==== Data excerpts

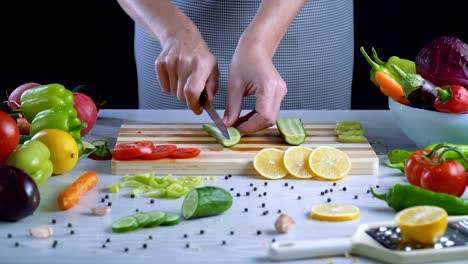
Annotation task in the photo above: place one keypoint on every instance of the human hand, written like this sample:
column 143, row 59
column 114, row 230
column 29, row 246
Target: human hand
column 252, row 73
column 185, row 67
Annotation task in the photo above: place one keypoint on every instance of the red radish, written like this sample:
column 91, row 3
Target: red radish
column 87, row 111
column 15, row 96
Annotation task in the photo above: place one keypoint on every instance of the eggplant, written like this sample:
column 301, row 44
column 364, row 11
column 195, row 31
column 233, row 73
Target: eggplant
column 19, row 194
column 419, row 92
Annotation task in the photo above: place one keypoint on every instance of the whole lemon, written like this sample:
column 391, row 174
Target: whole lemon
column 63, row 149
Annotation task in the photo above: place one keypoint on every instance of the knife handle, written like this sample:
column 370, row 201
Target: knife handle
column 309, row 249
column 203, row 98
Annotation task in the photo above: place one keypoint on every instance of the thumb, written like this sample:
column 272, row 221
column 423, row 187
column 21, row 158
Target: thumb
column 233, row 102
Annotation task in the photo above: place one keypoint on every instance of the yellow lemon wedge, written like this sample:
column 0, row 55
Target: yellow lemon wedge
column 329, row 163
column 268, row 162
column 335, row 212
column 296, row 162
column 424, row 224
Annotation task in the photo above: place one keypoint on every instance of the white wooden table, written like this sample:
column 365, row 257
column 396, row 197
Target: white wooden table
column 168, row 244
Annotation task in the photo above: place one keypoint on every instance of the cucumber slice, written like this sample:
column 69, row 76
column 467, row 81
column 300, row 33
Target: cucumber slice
column 125, row 224
column 171, row 219
column 156, row 218
column 142, row 218
column 234, row 135
column 292, row 130
column 206, row 201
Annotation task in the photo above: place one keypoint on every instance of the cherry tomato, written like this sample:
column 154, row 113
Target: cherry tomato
column 414, row 168
column 9, row 135
column 160, row 151
column 448, row 177
column 125, row 151
column 185, row 153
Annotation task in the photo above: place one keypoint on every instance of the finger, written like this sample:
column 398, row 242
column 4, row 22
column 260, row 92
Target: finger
column 195, row 84
column 163, row 76
column 267, row 108
column 171, row 66
column 182, row 74
column 235, row 94
column 212, row 85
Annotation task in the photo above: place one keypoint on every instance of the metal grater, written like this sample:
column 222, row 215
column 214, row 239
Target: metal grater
column 389, row 237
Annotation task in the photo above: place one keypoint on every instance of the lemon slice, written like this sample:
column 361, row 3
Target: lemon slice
column 424, row 224
column 329, row 163
column 269, row 163
column 335, row 212
column 296, row 162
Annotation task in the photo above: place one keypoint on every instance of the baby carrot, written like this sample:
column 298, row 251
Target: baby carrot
column 72, row 194
column 390, row 87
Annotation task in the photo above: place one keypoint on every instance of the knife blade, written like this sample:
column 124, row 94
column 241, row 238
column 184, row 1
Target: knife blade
column 205, row 103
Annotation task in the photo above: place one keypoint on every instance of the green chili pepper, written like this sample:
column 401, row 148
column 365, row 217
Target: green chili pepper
column 404, row 196
column 375, row 67
column 44, row 97
column 407, row 66
column 34, row 158
column 59, row 117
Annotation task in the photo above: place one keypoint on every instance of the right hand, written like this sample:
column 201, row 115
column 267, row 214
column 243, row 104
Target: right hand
column 185, row 67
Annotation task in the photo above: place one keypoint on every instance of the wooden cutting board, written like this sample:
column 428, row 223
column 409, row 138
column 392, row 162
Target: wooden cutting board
column 217, row 160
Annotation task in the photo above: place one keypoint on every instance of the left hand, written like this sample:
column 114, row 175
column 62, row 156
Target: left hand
column 252, row 73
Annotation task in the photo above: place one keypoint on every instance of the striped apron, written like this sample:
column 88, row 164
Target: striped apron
column 315, row 57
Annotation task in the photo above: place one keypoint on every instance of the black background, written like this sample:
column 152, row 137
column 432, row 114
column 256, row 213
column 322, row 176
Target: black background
column 91, row 42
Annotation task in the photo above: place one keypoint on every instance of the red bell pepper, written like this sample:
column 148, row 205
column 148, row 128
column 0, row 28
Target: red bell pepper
column 452, row 99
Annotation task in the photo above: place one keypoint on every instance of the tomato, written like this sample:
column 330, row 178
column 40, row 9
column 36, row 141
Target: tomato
column 185, row 153
column 160, row 151
column 9, row 135
column 448, row 177
column 125, row 151
column 414, row 168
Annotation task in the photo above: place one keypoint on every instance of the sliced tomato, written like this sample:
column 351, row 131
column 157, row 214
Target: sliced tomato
column 125, row 151
column 160, row 151
column 185, row 153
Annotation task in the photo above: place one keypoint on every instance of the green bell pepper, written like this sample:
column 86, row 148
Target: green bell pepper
column 44, row 97
column 34, row 158
column 59, row 117
column 405, row 65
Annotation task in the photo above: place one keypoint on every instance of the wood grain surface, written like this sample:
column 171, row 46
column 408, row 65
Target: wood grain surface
column 218, row 160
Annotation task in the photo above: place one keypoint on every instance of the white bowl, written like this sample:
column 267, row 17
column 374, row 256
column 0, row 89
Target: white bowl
column 426, row 127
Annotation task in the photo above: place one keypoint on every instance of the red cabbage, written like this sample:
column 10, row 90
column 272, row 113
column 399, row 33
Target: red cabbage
column 444, row 61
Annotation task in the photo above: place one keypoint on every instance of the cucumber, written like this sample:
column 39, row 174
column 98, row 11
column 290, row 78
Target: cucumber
column 292, row 130
column 206, row 201
column 234, row 134
column 125, row 224
column 171, row 219
column 156, row 218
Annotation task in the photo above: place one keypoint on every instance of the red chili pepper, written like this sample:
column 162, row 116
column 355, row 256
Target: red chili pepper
column 452, row 99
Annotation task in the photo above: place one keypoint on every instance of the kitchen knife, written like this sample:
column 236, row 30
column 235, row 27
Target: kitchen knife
column 205, row 103
column 380, row 241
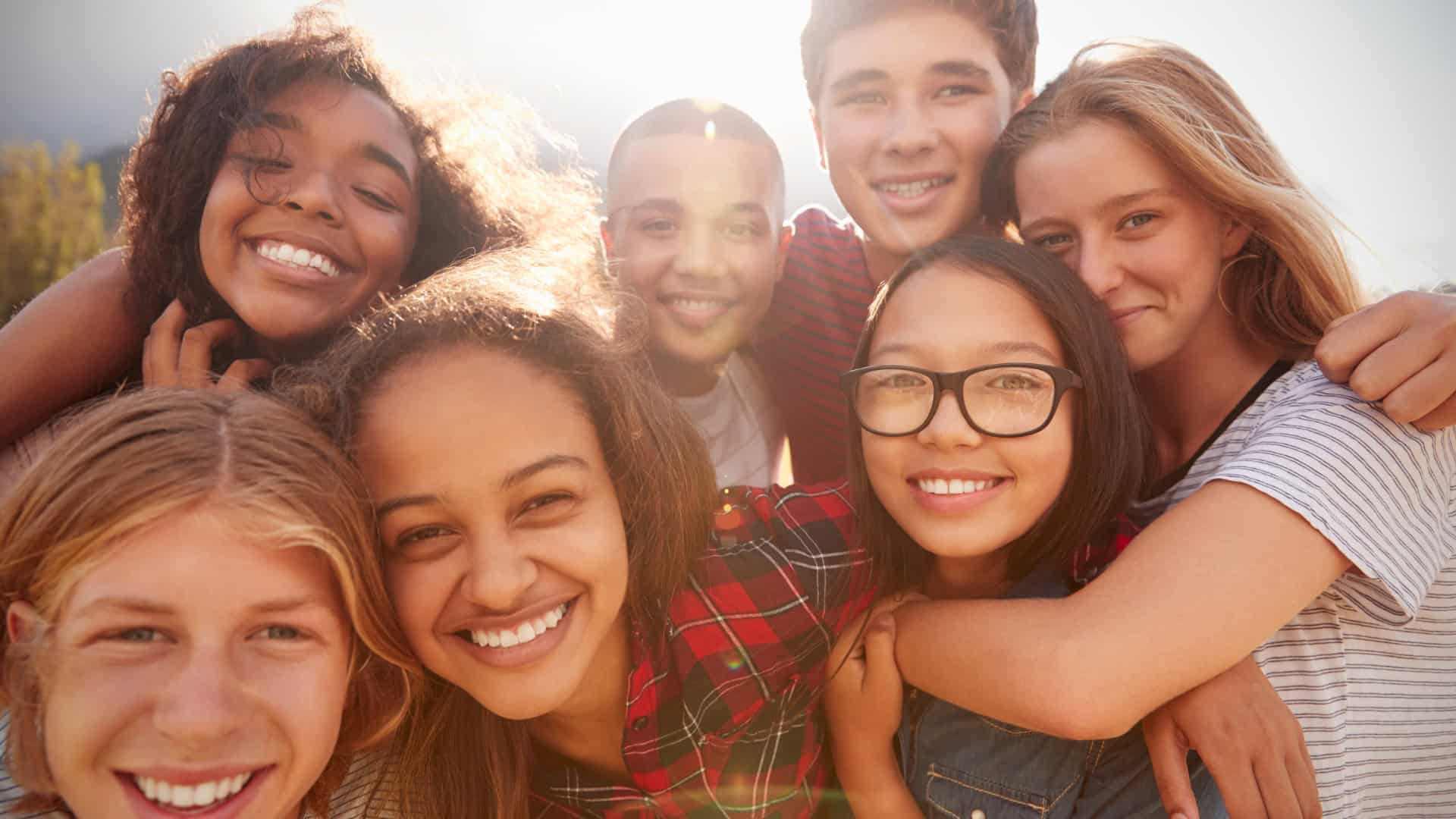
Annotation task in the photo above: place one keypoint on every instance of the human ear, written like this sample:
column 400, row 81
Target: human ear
column 22, row 623
column 1235, row 235
column 785, row 240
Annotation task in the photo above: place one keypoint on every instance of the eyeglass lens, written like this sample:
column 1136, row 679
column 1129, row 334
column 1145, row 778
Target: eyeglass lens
column 1002, row 401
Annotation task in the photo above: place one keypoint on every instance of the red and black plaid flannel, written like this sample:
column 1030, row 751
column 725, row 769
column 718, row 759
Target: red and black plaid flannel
column 723, row 701
column 1088, row 560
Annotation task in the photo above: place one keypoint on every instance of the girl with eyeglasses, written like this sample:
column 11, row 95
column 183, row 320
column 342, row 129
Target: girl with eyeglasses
column 998, row 428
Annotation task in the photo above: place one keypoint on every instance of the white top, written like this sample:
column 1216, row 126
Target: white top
column 362, row 796
column 1369, row 667
column 740, row 425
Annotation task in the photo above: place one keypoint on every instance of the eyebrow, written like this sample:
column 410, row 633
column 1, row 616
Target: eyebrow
column 858, row 76
column 146, row 607
column 514, row 479
column 1116, row 203
column 999, row 349
column 369, row 150
column 960, row 69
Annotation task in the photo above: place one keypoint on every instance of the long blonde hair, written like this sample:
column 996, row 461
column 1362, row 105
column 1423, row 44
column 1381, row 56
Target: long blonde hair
column 133, row 461
column 1292, row 279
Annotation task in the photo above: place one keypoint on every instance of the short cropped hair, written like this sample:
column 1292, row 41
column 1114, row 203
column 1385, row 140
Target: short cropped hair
column 1012, row 25
column 1111, row 438
column 693, row 117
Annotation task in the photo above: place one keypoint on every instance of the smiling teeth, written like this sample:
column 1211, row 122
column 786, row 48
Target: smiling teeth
column 200, row 795
column 696, row 305
column 284, row 253
column 523, row 632
column 954, row 485
column 912, row 188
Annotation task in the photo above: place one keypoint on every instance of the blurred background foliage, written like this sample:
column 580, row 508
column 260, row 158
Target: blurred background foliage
column 53, row 216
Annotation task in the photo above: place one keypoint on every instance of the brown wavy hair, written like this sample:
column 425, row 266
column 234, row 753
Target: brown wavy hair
column 1012, row 25
column 1111, row 439
column 456, row 758
column 1292, row 278
column 481, row 184
column 131, row 461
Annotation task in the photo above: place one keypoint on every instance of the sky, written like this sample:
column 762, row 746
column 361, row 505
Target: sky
column 1360, row 95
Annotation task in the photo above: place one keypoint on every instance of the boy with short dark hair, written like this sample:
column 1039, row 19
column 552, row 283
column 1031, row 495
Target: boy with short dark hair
column 908, row 101
column 695, row 226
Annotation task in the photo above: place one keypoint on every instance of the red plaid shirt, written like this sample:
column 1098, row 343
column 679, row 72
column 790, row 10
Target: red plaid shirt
column 723, row 703
column 723, row 711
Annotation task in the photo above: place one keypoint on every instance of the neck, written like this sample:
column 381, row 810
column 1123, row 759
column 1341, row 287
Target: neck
column 968, row 577
column 1190, row 394
column 682, row 378
column 588, row 726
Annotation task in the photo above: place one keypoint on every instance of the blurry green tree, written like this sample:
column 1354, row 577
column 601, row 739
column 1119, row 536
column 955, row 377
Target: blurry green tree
column 50, row 219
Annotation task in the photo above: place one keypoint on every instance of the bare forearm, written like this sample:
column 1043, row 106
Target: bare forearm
column 873, row 784
column 1191, row 596
column 67, row 344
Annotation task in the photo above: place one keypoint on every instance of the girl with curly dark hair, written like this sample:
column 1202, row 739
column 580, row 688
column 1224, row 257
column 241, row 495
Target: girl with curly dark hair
column 281, row 186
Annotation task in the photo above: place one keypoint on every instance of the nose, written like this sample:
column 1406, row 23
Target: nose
column 910, row 131
column 1098, row 267
column 698, row 254
column 204, row 701
column 312, row 194
column 948, row 428
column 500, row 575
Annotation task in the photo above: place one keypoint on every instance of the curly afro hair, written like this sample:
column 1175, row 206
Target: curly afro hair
column 481, row 184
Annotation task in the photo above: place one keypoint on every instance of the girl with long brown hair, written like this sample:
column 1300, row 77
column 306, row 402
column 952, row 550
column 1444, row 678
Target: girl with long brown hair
column 281, row 186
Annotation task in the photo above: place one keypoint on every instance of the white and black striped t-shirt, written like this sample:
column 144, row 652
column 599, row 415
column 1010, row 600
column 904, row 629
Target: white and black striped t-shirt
column 1369, row 667
column 364, row 795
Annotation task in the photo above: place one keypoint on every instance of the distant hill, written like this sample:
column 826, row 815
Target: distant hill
column 111, row 161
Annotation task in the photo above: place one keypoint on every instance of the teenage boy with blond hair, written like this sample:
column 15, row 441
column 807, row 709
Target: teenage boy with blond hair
column 909, row 98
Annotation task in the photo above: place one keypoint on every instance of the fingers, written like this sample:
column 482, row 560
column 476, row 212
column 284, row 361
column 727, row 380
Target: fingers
column 1392, row 363
column 1439, row 419
column 243, row 372
column 196, row 356
column 1350, row 338
column 1168, row 751
column 1276, row 786
column 159, row 352
column 881, row 676
column 1238, row 786
column 1302, row 774
column 1424, row 394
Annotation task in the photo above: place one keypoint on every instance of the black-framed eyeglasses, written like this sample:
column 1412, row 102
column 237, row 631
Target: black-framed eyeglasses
column 998, row 400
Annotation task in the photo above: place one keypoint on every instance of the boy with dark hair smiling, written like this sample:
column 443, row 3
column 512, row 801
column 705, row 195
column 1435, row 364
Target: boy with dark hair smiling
column 695, row 226
column 908, row 101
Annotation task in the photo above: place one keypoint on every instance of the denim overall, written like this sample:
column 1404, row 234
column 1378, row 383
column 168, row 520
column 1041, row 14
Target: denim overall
column 970, row 767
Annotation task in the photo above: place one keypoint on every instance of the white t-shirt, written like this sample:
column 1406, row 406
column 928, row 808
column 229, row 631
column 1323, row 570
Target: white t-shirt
column 740, row 425
column 364, row 793
column 1369, row 667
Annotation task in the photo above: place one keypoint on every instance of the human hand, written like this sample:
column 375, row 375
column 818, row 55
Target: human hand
column 175, row 354
column 1248, row 739
column 862, row 701
column 1400, row 352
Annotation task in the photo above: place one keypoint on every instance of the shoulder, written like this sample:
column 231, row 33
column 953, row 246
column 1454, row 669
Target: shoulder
column 807, row 513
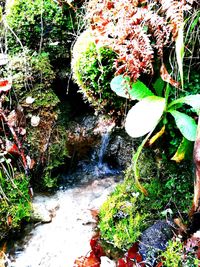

========

Description of the task:
Every line from the one containing "column 953, row 246" through the last line of the data is to be retyped exactly, with nothing added and no pictures included.

Reply to the task:
column 953, row 246
column 1454, row 669
Target: shoulder
column 807, row 513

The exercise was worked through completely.